EXTRACTED TEXT →
Domain 4 Answer Key

Network Condition Alert Rules

4.1 Question 1

Which of the following metrics can be used to configure an alert rule for Endpoint Agent HTTP Server tests? (Choose two)

A) Response Time
B) BGP Reachability
C) Error Type
D) Interface Throughput

Explanation

For Endpoint Agent HTTP Server tests, valid alert rule metrics include Response Time and Error Type. BGP Reachability and Interface Throughput metrics are not applicable to this test type. Response Time measures time-to-first-byte while Error Type allows alerting on specific HTTP errors.

4.1 Question 2

The alert shown in the exhibit is designed to detect which of the following network security issues?

A) Route poisoning
B) DNS poisoning
C) BGP hijacking
D) DNS hijacking

4.1 Question 3

Refer to the exhibit. The alert rule is set up as shown, but didn't trigger. Why?

RECORD EXCERPTS →
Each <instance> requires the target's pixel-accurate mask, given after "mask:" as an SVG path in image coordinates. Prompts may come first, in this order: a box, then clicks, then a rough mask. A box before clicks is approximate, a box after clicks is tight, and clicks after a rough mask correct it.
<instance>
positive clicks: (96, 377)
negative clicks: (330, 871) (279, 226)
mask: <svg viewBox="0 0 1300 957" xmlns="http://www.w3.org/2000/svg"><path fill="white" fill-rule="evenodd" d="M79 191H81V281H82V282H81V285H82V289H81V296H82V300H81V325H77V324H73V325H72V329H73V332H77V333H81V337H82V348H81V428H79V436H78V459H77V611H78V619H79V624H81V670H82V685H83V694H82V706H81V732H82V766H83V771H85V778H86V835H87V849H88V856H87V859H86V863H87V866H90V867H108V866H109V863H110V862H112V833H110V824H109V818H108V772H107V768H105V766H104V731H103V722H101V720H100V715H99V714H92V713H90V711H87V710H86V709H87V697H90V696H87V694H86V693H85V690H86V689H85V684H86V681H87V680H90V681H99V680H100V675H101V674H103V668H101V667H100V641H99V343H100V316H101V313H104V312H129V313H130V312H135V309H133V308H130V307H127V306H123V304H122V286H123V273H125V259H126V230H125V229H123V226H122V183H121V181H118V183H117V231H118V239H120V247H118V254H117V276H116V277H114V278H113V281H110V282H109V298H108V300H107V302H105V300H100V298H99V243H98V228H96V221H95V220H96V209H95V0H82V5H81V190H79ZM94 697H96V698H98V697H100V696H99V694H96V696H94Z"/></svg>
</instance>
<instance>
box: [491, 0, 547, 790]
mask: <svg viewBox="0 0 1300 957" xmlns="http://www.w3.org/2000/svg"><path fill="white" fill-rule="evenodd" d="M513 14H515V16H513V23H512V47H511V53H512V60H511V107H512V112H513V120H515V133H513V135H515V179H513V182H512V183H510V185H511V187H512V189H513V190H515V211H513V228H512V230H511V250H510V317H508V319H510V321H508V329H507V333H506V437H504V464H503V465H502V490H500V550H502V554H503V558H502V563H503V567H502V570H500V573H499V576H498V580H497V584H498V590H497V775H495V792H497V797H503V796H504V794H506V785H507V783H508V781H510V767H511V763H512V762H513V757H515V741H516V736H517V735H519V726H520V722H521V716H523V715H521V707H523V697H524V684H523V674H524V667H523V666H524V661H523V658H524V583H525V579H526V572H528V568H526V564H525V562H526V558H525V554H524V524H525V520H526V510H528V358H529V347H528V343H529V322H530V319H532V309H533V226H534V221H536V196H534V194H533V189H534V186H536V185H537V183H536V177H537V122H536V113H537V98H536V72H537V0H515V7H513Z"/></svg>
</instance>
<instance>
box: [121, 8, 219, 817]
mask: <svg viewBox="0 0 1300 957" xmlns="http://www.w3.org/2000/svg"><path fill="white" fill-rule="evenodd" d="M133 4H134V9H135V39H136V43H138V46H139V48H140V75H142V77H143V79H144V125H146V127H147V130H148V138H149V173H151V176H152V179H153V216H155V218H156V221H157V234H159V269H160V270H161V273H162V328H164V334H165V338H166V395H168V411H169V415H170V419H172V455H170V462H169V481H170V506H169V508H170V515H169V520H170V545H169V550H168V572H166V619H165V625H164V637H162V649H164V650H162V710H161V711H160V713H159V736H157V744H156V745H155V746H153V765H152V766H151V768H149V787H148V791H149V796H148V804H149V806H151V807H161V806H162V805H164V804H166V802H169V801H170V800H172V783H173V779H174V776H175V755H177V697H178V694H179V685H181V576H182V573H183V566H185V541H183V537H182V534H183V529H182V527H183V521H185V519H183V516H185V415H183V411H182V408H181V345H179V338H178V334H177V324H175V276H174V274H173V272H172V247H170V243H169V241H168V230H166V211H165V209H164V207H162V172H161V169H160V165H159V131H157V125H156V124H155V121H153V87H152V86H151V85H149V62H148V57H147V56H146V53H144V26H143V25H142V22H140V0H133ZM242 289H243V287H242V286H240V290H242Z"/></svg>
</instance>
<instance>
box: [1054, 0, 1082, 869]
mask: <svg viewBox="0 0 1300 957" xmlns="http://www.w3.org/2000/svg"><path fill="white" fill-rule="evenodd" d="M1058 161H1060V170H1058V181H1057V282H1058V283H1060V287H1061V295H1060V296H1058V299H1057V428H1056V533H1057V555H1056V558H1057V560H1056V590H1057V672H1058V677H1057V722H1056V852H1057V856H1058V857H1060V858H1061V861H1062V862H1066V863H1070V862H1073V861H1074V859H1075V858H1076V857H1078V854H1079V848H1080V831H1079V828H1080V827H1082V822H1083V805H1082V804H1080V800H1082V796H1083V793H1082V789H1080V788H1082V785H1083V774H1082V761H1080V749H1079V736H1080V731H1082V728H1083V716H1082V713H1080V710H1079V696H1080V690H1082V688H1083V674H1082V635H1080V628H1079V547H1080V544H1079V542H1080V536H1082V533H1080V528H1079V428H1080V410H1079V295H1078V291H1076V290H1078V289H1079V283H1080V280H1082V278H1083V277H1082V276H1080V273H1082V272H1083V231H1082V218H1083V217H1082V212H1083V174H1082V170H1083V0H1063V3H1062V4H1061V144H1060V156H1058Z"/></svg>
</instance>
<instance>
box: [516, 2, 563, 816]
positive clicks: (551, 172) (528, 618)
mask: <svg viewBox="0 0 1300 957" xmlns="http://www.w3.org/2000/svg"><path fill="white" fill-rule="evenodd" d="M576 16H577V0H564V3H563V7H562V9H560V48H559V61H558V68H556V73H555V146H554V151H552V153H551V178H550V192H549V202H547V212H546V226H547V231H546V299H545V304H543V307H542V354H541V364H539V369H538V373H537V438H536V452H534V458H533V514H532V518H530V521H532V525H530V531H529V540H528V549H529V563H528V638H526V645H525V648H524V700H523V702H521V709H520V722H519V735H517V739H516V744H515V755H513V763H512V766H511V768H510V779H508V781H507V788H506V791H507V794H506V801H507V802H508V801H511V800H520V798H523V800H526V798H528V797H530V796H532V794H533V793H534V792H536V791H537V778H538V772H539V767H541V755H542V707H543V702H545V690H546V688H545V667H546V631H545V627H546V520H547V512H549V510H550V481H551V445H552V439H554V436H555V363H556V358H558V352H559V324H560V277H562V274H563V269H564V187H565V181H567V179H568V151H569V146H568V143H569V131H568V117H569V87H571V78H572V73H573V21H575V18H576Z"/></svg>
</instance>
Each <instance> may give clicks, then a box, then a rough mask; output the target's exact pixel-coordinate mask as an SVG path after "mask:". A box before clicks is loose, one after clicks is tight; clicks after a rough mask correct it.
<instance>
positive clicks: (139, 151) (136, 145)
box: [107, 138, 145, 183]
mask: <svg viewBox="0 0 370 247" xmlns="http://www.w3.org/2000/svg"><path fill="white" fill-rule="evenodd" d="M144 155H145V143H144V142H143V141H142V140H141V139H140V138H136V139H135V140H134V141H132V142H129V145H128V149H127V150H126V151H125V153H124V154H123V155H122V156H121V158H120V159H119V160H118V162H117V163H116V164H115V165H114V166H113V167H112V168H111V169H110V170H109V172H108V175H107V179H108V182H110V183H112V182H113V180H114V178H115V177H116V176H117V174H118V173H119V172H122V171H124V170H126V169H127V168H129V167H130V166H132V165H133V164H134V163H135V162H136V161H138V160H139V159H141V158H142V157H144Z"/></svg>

REQUIRED ACTIONS →
**A.** In the answer key above, what does the Response Time metric measure?
**B.** Continue the answer key on network alert rules, picking up after its last sentence.

EXERCISE ANSWERS →
**A.** It measures time-to-first-byte.

**B.**
A) Alert conditions weren't met and won't trigger with current setup
B) Alert needs two consecutive agent failures to trigger
C) Response code is set up incorrectly
D) All of the above

Explanation

The correct answer is option A) Alert conditions weren't met and won't trigger with current setup because the condition requires 2 agents to generate an error.

Incorrect Options:

B) Alert will trigger when the condition is met for a single test round
C) Response code is correctly configured and should trigger for the HTTP code 401 shown in the exhibits
D) Does not apply

4.1 Question 4

Refer to the exhibit. A network engineer is tasked with configuring an alert that will trigger if the HTTP server responds with a server error. What alert conditions should be configured to meet the specified requirements?

A) Error type is any
B) Wait Time is Dynamic (New) with Medium sensitivity
C) Response Time ≥ Static 500ms
D) Response Code is server error(5XX)

Explanation

The correct answer is D) Response Code is server error(5XX). This is the most specific and relevant condition for the given scenario.

Incorrect Options:

A) HTTP Error: Too broad, capturing any error in the HTTP process (HTTP, Receive, Wait, SSL, etc.). While it includes HTTP server errors, it's not specific enough.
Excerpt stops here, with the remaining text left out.